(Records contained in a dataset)
____
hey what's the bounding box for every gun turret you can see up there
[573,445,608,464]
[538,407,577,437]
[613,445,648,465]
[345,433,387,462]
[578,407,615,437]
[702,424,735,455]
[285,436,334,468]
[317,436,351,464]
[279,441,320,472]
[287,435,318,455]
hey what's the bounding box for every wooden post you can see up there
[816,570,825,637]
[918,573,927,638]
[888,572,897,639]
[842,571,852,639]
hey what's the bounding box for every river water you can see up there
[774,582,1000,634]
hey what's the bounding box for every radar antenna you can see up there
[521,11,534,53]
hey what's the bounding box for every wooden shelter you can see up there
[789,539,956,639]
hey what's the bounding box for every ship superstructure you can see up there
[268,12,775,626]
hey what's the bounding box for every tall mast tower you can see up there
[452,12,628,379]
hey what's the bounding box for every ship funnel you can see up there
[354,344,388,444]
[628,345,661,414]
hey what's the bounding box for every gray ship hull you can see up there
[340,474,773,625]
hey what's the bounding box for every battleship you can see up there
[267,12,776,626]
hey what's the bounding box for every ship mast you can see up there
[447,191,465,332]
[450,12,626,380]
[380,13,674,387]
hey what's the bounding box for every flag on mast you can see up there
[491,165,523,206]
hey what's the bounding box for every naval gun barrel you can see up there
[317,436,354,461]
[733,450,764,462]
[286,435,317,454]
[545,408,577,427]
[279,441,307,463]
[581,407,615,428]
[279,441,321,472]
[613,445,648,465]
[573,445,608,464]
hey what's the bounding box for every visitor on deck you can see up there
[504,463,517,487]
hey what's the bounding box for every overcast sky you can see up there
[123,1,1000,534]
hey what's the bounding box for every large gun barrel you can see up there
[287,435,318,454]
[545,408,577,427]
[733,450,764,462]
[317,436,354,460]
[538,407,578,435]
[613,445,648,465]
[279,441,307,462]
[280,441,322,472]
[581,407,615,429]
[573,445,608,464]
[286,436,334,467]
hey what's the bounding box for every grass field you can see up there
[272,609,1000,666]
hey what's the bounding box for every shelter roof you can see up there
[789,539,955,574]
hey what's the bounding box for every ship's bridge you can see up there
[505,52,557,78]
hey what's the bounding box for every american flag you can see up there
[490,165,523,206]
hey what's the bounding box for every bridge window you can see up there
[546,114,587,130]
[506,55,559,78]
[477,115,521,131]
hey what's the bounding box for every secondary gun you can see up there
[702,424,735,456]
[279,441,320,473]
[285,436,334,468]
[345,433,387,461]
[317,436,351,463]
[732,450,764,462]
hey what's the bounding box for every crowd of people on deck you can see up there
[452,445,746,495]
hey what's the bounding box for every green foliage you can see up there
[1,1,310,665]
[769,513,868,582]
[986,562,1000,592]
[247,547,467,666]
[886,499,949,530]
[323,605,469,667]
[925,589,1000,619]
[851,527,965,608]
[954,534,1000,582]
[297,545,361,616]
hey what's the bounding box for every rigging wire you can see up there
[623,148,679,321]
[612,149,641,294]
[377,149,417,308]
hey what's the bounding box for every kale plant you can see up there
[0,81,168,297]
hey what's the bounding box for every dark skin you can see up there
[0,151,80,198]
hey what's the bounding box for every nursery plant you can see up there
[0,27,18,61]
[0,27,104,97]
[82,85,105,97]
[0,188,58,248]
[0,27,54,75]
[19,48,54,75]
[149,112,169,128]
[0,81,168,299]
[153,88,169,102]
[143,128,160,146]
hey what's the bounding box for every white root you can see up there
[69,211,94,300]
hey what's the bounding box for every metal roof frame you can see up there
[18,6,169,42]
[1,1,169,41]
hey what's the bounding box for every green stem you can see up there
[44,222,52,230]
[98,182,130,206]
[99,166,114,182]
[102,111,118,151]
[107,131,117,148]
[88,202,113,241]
____
Reproduce the records above exactly. Leave nothing out.

» Written answer
hey what's the bounding box for every gun turret you can see up there
[573,445,608,464]
[538,407,577,437]
[613,445,648,465]
[345,433,387,462]
[578,407,615,437]
[702,424,735,455]
[285,436,334,468]
[317,436,351,464]
[279,441,320,472]
[287,435,318,455]
hey what's the bounding box for every wooden post you can see up there
[816,570,825,637]
[918,573,927,638]
[888,572,897,639]
[842,571,852,639]
hey what's the bounding box for every river water you can see up there
[774,582,1000,634]
hey what's the bounding box for every radar antenna you can see up there
[521,11,534,53]
hey what's the bounding box for every wooden shelter you can see up there
[789,539,956,639]
hey what's the bounding box for every ship superstructure you can see up there
[268,12,775,626]
hey what's the bounding box for every tall mast tower you can see up there
[452,12,628,379]
hey what's the bounding box for every ship funnel you can see up there
[354,344,388,444]
[628,345,661,414]
hey what's the bounding box for every gray ship hull you can see up there
[340,474,773,625]
hey what's the bounding box for every battleship you can see up there
[267,12,776,626]
hey what's the bounding box for every ship mast you can see up there
[447,191,465,332]
[450,12,626,380]
[380,13,674,387]
hey what's the bounding box for every flag on mast you can see up there
[491,165,523,206]
hey what's the bounding box for every naval gun barrel you can see up there
[317,436,354,461]
[733,450,764,462]
[286,435,317,454]
[545,408,577,427]
[279,441,307,463]
[581,407,615,428]
[279,441,321,472]
[613,445,648,465]
[573,445,608,464]
hey what's the bounding box for every visitor on deck you can see up there
[504,463,517,487]
hey what's the bounding box for every overcast sky you can see up there
[123,1,1000,534]
hey what's the bounding box for every large gun barrel you can see up there
[287,435,318,454]
[545,408,577,427]
[733,450,764,462]
[317,436,354,460]
[538,407,578,435]
[613,445,648,465]
[279,441,307,462]
[280,441,322,472]
[581,407,615,429]
[573,445,608,464]
[286,436,334,467]
hey what's the bounding box for every grass field you can see up there
[272,609,1000,666]
hey what's the bounding box for every shelter roof you can see up there
[789,539,955,574]
hey what's the bounding box for every ship's bridge you can see up there
[505,52,557,78]
hey what's the bounding box for every american flag you can see up there
[490,165,523,206]
hey what's the bounding box for every bridge window you can see up there
[546,114,587,130]
[506,55,559,78]
[477,115,521,131]
hey what's the bounding box for every secondary gun you can see up there
[702,424,735,456]
[279,441,320,473]
[285,436,334,468]
[345,433,387,461]
[317,436,351,463]
[732,450,764,462]
hey what's the bounding box for every crowd of people on deck you can see up there
[452,445,746,495]
hey what's the bounding box for every green foliage you can see up there
[1,1,310,665]
[769,513,868,582]
[986,562,1000,592]
[247,547,467,666]
[886,499,949,530]
[323,605,469,667]
[925,589,1000,619]
[851,527,965,608]
[954,534,1000,582]
[297,545,361,616]
hey what's the bounding box for every rigging wire you can see up there
[623,148,679,321]
[612,149,641,294]
[377,149,417,308]
hey what's the bounding box for every kale plant you can see up there
[0,81,168,297]
hey what's the bounding box for every dark skin you can see up there
[0,151,80,198]
hey what's the bounding box for every nursery plant you can see up there
[0,27,18,61]
[0,27,104,97]
[82,85,105,97]
[0,188,58,248]
[0,27,54,75]
[19,48,54,75]
[149,112,169,128]
[0,81,168,299]
[153,88,169,102]
[143,128,160,146]
hey what's the bounding box for every white root you can see up there
[69,211,94,300]
hey what's the bounding box for every metal roof frame you can see up there
[18,6,169,42]
[1,1,169,41]
hey what's the bounding box for every green stem you can see up there
[44,222,52,230]
[98,182,130,206]
[99,166,114,182]
[102,111,118,151]
[107,131,117,148]
[88,202,113,241]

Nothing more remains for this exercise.